__What needs to be done__
Search the material for the word "railcar" and copy every line in which it occurs.

Start of Data records

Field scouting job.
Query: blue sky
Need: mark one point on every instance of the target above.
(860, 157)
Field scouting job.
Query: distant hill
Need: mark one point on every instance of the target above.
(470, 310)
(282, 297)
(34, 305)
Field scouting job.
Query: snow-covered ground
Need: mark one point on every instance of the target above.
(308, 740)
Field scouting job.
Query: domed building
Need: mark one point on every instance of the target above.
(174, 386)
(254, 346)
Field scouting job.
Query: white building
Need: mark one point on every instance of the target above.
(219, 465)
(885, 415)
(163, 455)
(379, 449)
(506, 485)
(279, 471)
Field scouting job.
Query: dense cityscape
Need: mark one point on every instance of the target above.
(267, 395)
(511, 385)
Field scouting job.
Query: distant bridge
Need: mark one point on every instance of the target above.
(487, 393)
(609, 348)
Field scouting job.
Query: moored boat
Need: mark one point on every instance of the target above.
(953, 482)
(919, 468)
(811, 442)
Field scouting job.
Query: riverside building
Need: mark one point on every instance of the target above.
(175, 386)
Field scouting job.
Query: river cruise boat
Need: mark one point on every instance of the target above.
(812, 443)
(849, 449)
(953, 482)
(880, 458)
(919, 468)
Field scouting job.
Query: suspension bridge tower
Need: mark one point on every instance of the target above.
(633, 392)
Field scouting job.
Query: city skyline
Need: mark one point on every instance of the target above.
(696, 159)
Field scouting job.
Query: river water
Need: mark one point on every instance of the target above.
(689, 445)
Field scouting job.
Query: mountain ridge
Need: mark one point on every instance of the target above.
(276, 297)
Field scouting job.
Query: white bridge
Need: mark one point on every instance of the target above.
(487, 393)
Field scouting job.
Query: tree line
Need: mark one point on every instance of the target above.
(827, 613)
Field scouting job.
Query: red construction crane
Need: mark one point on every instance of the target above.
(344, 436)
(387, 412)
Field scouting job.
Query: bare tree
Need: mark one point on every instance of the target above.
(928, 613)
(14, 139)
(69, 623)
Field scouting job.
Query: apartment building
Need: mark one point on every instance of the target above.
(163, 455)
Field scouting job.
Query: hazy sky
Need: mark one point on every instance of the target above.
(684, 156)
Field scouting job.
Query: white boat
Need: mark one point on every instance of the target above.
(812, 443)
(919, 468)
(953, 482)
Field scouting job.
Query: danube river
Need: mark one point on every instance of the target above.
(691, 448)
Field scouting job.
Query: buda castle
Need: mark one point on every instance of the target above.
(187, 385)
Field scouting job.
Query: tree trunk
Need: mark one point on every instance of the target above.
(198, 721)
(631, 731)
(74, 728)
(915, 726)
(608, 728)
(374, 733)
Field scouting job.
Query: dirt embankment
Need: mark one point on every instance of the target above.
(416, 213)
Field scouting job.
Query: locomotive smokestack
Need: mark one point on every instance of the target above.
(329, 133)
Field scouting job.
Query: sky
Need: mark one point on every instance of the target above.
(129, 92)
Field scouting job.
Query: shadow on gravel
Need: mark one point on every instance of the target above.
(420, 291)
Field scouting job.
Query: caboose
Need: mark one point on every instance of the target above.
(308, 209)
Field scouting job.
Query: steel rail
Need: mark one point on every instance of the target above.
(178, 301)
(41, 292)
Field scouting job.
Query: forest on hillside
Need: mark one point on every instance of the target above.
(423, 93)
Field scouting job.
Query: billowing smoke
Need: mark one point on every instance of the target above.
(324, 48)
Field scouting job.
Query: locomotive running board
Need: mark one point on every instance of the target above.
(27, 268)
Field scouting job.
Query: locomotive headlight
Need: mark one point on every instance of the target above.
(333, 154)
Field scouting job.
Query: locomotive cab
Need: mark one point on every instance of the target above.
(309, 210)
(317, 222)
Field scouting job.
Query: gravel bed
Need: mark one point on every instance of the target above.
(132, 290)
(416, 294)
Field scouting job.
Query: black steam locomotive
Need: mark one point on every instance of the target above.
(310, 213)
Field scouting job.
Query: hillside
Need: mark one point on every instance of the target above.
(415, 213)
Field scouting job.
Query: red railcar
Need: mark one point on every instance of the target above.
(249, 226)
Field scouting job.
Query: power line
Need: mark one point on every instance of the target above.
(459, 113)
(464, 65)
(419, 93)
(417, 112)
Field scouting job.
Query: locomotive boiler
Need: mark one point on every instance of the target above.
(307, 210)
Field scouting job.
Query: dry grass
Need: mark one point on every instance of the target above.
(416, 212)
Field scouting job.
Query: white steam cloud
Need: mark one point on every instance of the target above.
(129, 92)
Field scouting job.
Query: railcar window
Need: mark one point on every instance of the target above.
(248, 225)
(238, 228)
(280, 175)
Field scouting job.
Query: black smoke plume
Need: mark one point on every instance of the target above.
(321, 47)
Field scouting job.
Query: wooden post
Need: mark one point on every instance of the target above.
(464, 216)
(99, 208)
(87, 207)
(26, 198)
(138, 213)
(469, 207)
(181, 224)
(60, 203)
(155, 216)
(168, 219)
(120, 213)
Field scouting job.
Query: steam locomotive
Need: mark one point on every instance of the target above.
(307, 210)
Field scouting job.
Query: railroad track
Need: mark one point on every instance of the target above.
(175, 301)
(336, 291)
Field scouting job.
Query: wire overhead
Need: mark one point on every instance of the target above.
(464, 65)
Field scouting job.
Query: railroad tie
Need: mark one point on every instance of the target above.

End of Data records

__Solution for this task__
Query: red railcar
Query: railcar window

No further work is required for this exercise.